**Task description**
Compute how many lines in the records below contain the string "windshield" and give that number without other output.

Given data below:

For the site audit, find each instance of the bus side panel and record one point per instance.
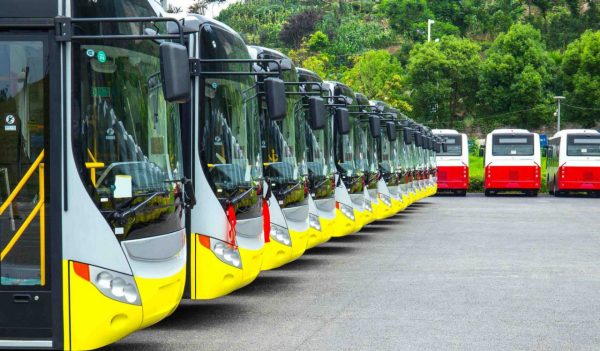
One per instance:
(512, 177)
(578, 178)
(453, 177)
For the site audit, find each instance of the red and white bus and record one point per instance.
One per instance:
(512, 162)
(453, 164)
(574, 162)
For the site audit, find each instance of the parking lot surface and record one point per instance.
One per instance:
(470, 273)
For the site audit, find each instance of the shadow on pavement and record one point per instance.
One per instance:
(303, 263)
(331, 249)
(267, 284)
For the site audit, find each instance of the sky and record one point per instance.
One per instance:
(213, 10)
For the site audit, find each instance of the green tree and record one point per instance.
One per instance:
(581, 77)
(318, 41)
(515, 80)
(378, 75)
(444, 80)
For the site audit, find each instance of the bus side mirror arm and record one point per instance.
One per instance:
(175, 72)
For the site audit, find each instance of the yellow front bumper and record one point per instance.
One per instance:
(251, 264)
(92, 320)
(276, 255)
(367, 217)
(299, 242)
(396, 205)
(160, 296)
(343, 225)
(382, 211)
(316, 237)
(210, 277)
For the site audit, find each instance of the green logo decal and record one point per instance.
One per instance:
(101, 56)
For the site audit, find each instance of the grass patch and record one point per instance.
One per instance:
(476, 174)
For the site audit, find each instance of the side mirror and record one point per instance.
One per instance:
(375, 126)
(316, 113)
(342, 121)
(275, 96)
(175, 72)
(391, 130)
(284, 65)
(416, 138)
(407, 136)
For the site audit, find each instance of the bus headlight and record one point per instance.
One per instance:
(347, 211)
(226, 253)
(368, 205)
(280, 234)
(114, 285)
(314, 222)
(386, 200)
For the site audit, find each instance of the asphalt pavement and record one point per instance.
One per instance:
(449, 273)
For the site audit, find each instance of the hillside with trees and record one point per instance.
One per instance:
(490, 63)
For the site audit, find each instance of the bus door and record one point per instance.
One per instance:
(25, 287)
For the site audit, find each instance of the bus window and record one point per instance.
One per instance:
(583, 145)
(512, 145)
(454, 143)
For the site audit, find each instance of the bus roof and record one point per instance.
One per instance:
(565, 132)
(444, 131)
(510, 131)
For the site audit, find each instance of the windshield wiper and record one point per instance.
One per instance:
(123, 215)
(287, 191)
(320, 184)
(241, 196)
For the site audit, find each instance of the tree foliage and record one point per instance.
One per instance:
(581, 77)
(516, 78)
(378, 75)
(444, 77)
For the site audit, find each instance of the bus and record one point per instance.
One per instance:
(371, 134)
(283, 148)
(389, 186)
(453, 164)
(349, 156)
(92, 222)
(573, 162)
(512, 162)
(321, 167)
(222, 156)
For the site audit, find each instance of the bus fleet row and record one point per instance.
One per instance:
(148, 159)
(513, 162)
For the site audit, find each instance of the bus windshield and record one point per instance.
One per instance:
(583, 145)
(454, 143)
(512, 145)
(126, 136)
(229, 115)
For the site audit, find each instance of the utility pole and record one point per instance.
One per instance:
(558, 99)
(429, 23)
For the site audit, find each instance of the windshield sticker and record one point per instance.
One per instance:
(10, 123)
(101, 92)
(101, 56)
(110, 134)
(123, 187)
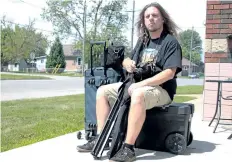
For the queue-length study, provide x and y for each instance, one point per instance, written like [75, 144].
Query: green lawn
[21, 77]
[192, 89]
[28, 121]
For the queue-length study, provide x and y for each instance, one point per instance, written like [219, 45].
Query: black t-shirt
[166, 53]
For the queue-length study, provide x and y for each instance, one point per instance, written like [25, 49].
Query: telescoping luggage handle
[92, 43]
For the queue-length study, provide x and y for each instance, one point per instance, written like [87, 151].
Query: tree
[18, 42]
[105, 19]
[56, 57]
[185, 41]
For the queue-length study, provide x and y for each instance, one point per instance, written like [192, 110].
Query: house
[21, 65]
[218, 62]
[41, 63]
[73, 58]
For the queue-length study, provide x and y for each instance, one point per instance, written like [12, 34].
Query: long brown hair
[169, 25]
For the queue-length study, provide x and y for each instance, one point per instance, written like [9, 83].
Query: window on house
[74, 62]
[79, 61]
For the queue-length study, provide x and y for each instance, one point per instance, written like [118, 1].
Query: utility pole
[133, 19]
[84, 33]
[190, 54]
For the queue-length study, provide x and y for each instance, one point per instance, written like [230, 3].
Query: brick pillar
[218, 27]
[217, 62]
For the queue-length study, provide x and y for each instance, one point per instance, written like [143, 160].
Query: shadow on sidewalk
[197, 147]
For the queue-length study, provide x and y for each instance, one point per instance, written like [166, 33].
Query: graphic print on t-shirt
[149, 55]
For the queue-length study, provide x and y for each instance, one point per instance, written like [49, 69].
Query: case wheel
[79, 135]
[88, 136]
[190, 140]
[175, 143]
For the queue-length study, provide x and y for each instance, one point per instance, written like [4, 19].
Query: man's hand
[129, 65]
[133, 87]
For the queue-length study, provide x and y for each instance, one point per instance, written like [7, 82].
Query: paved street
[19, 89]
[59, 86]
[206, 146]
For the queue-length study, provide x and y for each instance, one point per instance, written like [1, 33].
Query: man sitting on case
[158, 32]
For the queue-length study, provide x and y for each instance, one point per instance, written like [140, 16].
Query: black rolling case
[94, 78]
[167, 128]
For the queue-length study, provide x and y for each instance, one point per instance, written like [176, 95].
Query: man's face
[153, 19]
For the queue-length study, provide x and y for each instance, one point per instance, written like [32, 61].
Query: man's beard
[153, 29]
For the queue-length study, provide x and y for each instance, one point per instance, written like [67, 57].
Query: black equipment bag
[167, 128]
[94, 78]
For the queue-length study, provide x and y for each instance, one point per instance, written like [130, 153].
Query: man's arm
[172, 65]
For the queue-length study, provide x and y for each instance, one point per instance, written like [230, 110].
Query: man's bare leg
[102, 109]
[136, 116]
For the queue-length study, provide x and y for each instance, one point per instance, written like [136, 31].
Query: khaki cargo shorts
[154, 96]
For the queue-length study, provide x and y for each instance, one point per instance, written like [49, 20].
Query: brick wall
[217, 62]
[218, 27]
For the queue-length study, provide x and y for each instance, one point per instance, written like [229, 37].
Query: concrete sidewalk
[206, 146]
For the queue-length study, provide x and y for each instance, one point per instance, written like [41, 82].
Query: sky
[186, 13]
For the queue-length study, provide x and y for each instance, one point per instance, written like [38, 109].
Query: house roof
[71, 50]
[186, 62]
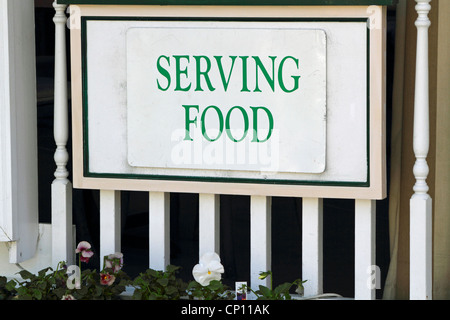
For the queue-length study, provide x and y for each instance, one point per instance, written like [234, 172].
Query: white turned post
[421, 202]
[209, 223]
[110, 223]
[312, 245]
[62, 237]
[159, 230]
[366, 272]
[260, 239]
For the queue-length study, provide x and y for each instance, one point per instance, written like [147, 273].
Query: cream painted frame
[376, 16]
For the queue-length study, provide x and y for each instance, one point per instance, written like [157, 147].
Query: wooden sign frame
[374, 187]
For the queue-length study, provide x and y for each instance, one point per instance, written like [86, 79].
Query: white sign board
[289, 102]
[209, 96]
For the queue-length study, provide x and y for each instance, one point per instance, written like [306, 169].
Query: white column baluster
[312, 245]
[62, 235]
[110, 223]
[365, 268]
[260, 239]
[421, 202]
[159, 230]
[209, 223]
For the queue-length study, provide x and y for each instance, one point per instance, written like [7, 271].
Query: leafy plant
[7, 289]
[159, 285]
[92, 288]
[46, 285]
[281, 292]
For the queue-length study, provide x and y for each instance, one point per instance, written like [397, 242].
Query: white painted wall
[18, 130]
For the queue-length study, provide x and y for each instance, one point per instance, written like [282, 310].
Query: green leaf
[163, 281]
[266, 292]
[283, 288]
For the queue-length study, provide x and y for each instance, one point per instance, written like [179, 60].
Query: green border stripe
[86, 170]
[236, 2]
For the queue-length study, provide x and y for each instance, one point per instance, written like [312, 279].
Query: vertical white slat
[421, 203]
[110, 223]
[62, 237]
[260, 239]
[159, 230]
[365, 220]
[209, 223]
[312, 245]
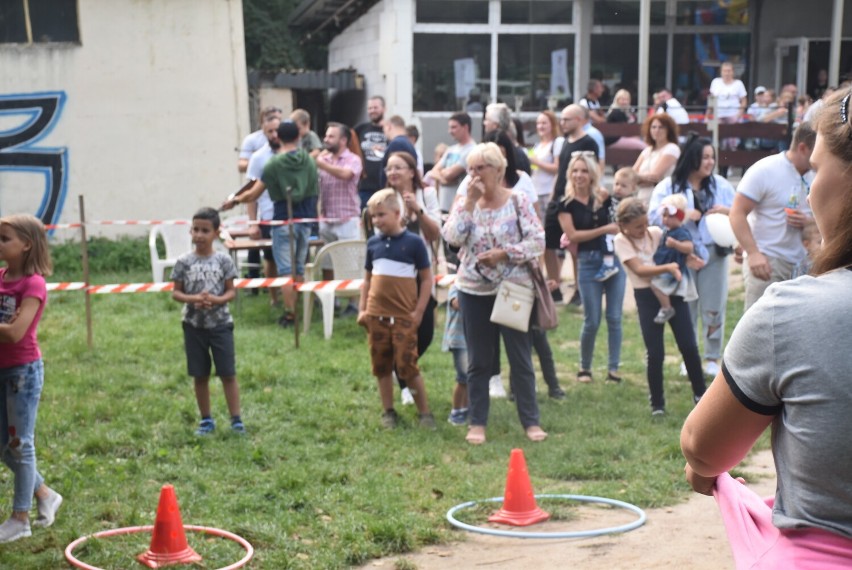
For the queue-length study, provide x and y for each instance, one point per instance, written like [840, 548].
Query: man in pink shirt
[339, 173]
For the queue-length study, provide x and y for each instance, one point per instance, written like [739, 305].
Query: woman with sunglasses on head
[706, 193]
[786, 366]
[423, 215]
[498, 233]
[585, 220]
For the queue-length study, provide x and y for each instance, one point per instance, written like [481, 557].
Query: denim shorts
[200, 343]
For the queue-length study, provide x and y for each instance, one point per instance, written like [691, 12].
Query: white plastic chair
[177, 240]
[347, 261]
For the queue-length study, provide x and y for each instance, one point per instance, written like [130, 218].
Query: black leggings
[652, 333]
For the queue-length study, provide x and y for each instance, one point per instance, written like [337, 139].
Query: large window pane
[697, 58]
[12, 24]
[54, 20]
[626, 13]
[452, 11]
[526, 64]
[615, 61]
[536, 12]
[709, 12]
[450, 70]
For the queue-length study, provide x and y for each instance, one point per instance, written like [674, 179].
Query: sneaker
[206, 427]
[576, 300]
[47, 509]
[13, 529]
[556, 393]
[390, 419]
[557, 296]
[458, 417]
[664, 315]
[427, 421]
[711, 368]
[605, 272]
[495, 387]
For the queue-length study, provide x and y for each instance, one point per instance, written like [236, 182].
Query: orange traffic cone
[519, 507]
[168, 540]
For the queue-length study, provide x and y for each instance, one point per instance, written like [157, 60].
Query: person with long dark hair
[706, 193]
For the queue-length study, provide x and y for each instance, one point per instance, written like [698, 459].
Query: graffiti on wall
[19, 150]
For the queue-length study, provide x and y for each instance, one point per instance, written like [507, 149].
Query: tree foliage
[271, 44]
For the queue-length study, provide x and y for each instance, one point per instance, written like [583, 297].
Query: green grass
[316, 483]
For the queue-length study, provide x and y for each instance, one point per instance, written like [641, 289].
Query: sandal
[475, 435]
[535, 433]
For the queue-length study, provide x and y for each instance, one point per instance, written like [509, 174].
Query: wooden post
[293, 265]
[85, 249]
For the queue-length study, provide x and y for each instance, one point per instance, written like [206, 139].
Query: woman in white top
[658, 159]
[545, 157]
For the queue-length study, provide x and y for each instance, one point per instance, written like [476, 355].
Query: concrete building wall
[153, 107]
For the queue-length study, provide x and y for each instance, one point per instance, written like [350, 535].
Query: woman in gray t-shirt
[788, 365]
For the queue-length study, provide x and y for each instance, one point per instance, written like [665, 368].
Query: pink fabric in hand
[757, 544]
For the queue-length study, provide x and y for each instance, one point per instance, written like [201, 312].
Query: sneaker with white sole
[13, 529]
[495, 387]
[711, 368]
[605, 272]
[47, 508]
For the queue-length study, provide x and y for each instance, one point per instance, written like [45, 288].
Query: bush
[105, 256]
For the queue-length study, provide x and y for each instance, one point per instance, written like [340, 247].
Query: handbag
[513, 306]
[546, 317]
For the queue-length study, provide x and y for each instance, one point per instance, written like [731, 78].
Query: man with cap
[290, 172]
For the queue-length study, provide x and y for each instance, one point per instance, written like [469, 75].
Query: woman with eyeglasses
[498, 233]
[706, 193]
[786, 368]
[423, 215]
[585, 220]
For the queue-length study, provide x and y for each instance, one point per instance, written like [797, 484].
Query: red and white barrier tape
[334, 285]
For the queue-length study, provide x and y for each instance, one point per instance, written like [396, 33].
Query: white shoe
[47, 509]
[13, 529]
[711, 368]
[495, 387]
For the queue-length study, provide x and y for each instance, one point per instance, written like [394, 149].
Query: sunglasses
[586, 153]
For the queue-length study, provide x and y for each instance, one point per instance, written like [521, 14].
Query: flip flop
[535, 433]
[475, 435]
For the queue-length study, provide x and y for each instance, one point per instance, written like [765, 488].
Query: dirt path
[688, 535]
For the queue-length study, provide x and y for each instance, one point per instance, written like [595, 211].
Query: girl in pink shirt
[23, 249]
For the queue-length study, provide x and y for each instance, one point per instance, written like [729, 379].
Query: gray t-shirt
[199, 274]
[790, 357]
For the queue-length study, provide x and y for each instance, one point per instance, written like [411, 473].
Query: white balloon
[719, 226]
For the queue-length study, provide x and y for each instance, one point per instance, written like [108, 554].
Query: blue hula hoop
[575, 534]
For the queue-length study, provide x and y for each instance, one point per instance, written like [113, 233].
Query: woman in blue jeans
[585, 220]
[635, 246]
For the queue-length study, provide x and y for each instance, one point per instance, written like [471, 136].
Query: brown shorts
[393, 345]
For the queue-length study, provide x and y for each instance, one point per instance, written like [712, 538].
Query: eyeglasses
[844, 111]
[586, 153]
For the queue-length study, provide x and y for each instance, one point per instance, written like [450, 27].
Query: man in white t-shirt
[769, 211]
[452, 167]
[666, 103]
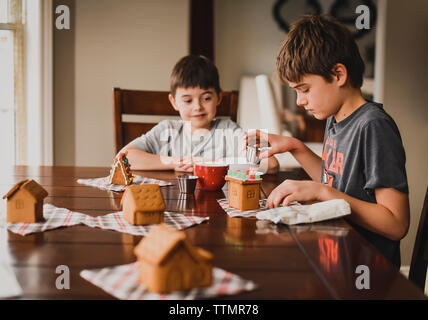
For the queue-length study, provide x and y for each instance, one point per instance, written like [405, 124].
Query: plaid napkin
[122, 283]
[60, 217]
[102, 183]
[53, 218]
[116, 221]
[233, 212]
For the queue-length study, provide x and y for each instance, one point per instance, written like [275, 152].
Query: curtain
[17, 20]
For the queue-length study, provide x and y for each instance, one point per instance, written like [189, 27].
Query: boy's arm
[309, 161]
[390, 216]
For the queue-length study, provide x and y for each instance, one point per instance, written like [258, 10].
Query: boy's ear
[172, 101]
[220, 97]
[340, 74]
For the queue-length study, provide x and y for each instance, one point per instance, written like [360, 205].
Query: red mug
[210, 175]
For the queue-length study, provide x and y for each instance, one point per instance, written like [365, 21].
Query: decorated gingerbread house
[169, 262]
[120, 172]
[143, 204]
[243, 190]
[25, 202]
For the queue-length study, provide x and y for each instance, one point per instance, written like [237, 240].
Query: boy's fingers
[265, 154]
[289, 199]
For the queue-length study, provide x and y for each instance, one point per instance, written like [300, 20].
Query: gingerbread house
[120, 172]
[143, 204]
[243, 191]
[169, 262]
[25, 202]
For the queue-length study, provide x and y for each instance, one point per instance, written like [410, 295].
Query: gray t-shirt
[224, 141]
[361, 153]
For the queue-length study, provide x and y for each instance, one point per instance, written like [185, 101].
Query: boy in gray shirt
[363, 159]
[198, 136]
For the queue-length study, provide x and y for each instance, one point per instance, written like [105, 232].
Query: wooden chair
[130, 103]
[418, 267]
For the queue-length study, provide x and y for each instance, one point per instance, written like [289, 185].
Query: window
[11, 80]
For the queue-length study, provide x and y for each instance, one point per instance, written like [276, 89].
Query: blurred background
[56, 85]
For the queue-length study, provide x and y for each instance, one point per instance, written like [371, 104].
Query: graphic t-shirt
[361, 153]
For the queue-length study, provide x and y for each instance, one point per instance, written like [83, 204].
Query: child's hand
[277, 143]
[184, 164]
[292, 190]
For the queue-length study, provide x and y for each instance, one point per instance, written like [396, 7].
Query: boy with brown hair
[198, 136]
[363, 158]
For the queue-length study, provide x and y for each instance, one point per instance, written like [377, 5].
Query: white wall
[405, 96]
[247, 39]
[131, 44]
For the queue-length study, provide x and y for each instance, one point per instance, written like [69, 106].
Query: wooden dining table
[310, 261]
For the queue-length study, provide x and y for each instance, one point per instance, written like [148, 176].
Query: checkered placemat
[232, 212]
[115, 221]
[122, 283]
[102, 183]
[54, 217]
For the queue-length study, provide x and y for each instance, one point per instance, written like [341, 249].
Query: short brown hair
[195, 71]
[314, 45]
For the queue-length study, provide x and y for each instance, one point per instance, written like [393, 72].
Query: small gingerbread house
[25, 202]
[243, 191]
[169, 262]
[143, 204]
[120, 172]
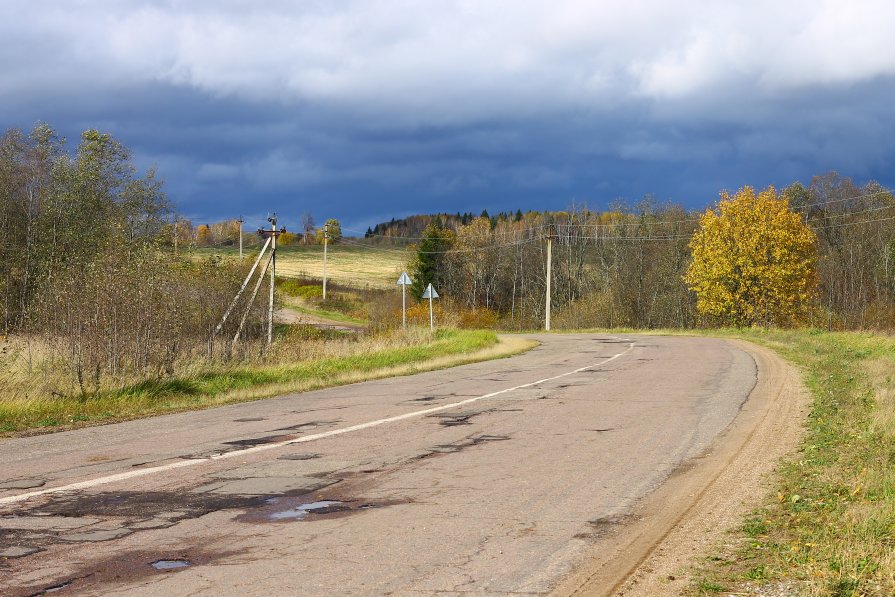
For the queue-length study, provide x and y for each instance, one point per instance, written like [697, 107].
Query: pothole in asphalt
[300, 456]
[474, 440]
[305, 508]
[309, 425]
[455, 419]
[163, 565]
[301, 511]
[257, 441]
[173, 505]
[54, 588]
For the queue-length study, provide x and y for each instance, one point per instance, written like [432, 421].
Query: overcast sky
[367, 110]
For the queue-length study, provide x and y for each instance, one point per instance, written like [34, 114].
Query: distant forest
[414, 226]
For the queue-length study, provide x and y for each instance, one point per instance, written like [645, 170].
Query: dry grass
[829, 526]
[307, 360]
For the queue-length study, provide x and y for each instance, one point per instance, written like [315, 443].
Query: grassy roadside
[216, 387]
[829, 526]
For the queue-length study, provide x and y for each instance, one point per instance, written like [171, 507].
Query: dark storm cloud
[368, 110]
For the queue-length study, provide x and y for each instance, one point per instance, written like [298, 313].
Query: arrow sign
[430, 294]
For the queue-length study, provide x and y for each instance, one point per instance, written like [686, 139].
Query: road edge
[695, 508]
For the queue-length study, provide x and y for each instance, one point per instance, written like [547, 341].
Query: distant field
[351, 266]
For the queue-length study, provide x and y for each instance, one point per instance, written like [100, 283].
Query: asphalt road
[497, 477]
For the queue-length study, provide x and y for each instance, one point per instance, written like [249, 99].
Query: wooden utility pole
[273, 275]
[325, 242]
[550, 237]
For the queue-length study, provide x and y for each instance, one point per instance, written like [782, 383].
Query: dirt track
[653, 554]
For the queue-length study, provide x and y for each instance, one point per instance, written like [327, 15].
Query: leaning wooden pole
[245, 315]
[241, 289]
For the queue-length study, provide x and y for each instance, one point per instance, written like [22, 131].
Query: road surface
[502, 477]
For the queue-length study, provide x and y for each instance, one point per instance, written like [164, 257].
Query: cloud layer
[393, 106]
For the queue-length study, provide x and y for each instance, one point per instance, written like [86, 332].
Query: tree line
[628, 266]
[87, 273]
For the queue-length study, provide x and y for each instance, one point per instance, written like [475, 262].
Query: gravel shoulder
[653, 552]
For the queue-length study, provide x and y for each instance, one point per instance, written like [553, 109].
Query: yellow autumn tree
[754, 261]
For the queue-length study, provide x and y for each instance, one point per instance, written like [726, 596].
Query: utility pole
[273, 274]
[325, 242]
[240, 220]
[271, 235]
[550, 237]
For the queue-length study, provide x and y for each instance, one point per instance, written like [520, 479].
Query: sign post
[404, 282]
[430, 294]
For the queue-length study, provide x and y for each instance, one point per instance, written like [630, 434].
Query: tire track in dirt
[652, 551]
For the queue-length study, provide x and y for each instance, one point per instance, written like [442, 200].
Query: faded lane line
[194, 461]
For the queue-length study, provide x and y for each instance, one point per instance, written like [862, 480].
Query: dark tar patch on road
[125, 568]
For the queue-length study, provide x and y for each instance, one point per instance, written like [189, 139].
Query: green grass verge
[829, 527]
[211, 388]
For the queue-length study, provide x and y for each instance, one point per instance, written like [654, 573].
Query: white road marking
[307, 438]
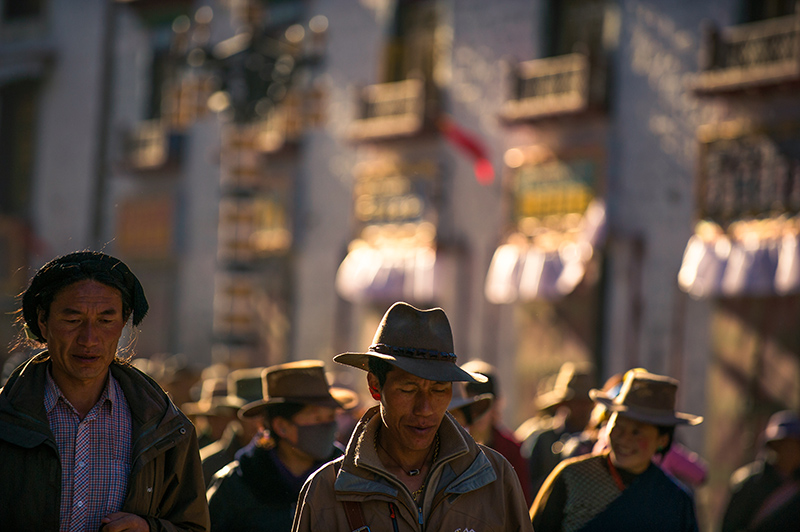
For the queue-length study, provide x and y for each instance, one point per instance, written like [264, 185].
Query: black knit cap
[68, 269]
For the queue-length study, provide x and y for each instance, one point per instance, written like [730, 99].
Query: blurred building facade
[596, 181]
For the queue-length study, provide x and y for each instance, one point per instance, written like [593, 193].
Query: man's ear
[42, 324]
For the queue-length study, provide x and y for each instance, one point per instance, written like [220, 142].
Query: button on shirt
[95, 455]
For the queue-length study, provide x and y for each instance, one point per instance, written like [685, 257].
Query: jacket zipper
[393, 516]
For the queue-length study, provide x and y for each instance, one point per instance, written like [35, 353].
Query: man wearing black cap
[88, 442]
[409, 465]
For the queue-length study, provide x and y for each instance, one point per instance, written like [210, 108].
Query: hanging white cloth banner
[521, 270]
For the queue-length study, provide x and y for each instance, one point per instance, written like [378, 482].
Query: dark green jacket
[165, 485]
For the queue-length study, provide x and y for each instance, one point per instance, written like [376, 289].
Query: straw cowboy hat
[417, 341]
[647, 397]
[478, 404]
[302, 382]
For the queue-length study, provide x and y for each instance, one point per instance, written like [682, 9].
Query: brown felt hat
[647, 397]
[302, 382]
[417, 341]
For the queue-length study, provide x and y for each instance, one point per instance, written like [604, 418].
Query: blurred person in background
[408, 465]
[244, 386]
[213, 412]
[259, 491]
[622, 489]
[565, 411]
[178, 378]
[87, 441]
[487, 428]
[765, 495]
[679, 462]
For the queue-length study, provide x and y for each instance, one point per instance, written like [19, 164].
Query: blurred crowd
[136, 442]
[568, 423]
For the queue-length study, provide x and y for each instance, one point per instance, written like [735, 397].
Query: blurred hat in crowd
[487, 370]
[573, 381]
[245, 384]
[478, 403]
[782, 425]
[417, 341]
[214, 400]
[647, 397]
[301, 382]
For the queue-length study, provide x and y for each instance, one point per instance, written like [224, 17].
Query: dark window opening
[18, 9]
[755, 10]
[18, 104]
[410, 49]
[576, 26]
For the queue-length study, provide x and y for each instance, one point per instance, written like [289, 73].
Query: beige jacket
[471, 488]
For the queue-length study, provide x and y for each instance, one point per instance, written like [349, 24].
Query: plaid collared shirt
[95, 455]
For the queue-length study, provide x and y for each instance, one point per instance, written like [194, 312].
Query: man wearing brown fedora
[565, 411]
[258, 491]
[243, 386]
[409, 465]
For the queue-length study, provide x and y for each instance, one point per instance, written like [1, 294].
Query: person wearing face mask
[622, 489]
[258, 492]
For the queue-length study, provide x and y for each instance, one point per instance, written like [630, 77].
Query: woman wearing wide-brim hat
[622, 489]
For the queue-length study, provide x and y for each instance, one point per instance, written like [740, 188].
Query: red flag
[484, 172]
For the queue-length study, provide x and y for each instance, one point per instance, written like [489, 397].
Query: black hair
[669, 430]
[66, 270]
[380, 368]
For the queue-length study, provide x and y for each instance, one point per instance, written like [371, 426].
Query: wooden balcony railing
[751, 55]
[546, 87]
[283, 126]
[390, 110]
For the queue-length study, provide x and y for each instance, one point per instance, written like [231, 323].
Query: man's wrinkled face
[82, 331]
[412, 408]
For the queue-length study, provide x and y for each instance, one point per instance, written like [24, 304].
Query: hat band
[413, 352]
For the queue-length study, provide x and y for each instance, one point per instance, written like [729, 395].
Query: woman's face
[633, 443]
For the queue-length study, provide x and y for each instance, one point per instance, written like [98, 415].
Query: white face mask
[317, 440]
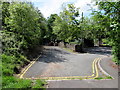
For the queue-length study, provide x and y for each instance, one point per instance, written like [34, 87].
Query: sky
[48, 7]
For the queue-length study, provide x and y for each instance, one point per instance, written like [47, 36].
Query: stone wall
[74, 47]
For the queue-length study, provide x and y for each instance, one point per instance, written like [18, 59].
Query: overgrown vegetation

End of Given data.

**Your solution**
3